===== Text passage =====

The Oxford Movement eBook

Richard William Church
This eBook from the Gutenberg Project consists of approximately 377 pages of information about The Oxford Movement.

The Oxford Movement eBook

Richard William Church
This eBook from the Gutenberg Project consists of approximately 377 pages of information about The Oxford Movement.

But a change was at hand.  In the course of 1839, the little cloud showed itself in the outlook of the future; the little rift opened, small and hardly perceptible, which was to widen into an impassable gulf.  Anglicanism started with undoubted confidence in its own foundations and its own position, as much against Romanism as against the more recent forms of religion.  In the consciousness of its strength, it could afford to make admissions and to refrain from tempting but unworthy arguments in controversy with Rome; indeed the necessity of such controversy had come upon it unexpectedly and by surprise.  With English frankness, in its impatience of abuses and desire for improvement within, it had dwelt strongly on the faults and shortcomings of the English Church which it desired to remedy; but while allowing what was undeniably excellent in Rome, it had been equally outspoken and emphatic in condemnation of the evils of Rome.  What is there to wonder at in such a position?  It is the position of every honest reforming movement, at least in England.  But Anglican self-reliance was unshaken, and Anglican hope waxed stronger as the years went on, and the impression made by Anglican teaching became wider and deeper.  Outside attacks, outside persecution, could now do little harm; the time was past for that.  What might have happened had things gone on as they began, it is idle to inquire.  But at the moment when all seemed to promise fair, the one fatal influence, the presence of internal uncertainty and doubt, showed itself.  The body of men who had so for acted together began to show a double aspect.  While one portion of it continued on the old lines, holding the old ground, defending the old principles, and attempting to apply them for the improvement of the practical system of the English Church, another portion had asked the question, and were pursuing the anxious inquiry, whether the English Church was a true Church at all, a true portion of the one uninterrupted Catholic Church of the Redeemer.  And the question had forced itself with importunate persistence on the leading mind of the movement.  From this time the fate of Tractarianism, as a party, was decided.

===== Supplied material =====

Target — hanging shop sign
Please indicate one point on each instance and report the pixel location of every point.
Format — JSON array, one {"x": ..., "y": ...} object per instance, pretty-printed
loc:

=====

- What is needed
Answer these questions from the Oxford Movement passage above:
1. In what year did the change first show itself?
2. Anglicanism started out confident in its own position against what?
3. What question did one portion of the body of men begin to pursue?

- Finished exercise
1. 1839.
2. Against Romanism, as much as against the more recent forms of religion.
3. Whether the English Church was a true Church at all, a true portion of the one uninterrupted Catholic Church of the Redeemer.